Copy the material again, switching every "red spray skirt" to "blue kayak paddle" and leaving everything else unchanged.
==== MATERIAL FOR THIS EXERCISE ====
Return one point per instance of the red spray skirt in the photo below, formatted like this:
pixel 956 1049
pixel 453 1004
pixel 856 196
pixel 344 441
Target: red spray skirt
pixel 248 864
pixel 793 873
====
▶ [TASK ANSWER]:
Return one point per instance of the blue kayak paddle in the photo below, formatted like this:
pixel 956 1049
pixel 453 1004
pixel 856 196
pixel 344 441
Target: blue kayak paddle
pixel 248 864
pixel 793 873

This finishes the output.